- Tasks to perform
1/ In the text on MUD terms, copy everything from "MUD players are" down to "to find favour).", swapping "personae" for "characters".
2/ According to the text on MUD terms, what gender-free term is given as an example for 'witch/wizard'?

- Text provided
*** Begin section ***
Where sources for terms are known, these are given. This can lead to rather obscure or lengthy definitions, which you have permission to skip if you're not interested... Some of the more common ways that words arise will be discussed now.
Firstly, MUD players get quite fond of some of the inhabitants of the game, and give them pet names. These are normally generated by shortening the name a little and adding a 'y' or 'ie' at the end, as in 'draggy' for 'dragon'. Personae may have short nicknames, but they don't usually get the 'y' treatment.
MUD players are also acutely aware of gender, since most of them have personae of both sorts. They don't like referring generically to personae in a gender-specific fashion, especially when referring to experience levels, and therefore there have evolved three principal ways to reference personae of either sex. The most laborious approach is to separate the alternatives by a '/', eg. 'Sir/Lady'. Since that can be rather long and lead to pluralisation problems, sometimes the male form is given with the feminine suffix following the '/', eg. 'enchanter/ess'. This is still unwieldy, so further contraction can be applied to yield a gender-free term which can be used generically, eg. 'wiz' for 'witch/wizard'. It's mostly level names on the standard career path which undergo the full surgery, with the glaring exception of 'hero/ine' (for which a suitable derivative has yet to find favour).
*** End section ***
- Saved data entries
*** Begin section ***
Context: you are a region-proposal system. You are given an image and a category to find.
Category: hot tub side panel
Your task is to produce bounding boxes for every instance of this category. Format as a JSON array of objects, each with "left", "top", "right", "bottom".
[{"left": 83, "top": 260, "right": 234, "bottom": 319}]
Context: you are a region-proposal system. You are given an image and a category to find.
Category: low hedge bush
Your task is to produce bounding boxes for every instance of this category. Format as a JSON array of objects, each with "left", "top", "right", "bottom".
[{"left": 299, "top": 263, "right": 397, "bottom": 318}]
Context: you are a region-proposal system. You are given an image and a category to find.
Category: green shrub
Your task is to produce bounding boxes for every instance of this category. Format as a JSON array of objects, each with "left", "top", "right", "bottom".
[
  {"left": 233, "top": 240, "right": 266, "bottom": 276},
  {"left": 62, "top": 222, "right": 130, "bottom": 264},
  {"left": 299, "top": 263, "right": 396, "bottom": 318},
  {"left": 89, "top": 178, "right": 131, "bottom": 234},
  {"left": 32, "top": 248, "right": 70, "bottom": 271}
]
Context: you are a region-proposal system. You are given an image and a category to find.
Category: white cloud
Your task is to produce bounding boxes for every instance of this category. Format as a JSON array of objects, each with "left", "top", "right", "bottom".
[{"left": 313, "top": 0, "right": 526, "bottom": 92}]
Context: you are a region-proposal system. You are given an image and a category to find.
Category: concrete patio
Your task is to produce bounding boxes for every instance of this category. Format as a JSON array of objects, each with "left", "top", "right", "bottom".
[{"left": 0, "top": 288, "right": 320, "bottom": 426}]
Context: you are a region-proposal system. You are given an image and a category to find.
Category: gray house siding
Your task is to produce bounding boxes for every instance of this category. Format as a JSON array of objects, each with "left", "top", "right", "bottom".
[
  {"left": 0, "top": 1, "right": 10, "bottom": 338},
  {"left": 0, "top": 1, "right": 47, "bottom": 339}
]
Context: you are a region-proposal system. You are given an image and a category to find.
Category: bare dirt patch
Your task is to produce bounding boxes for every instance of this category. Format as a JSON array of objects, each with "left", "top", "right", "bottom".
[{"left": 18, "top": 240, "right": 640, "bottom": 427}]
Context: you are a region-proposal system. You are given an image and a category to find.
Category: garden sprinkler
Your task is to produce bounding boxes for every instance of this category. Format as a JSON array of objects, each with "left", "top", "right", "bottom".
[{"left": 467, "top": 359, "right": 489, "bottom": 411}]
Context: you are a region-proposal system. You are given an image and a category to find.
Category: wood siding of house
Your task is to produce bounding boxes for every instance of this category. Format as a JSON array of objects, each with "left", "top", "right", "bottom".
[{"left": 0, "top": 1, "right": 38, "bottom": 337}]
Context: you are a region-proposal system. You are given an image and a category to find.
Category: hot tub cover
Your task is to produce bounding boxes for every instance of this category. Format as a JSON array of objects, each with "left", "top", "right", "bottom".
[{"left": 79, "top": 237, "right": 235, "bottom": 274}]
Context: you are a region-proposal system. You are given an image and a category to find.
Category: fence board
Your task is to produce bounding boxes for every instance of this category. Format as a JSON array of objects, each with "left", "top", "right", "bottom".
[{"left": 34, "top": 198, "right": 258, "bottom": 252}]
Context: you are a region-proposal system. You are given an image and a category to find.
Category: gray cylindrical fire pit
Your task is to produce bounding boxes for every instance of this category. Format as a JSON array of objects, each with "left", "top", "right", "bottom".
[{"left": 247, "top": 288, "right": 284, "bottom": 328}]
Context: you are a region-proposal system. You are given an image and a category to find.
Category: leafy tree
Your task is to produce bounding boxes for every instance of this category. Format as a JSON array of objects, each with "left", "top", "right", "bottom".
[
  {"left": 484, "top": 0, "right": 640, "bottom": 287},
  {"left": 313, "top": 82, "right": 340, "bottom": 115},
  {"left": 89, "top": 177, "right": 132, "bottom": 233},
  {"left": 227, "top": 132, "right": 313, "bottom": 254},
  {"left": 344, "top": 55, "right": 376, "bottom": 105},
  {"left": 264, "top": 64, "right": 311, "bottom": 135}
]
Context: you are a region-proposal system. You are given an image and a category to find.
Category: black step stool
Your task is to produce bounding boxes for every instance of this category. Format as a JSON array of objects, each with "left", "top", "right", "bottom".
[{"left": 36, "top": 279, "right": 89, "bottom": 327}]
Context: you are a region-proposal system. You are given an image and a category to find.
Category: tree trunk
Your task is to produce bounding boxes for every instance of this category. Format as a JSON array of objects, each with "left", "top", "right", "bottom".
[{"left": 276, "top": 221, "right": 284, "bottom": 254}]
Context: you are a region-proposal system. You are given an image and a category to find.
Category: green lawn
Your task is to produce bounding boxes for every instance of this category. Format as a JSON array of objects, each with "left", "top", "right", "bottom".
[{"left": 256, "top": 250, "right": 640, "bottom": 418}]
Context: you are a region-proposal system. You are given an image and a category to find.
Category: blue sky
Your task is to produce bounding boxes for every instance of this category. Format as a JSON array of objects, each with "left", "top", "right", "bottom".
*** End section ***
- Per-task answers
1/
MUD players are also acutely aware of gender, since most of them have characters of both sorts. They don't like referring generically to characters in a gender-specific fashion, especially when referring to experience levels, and therefore there have evolved three principal ways to reference characters of either sex. The most laborious approach is to separate the alternatives by a '/', eg. 'Sir/Lady'. Since that can be rather long and lead to pluralisation problems, sometimes the male form is given with the feminine suffix following the '/', eg. 'enchanter/ess'. This is still unwieldy, so further contraction can be applied to yield a gender-free term which can be used generically, eg. 'wiz' for 'witch/wizard'. It's mostly level names on the standard career path which undergo the full surgery, with the glaring exception of 'hero/ine' (for which a suitable derivative has yet to find favour).

2/ 'wiz'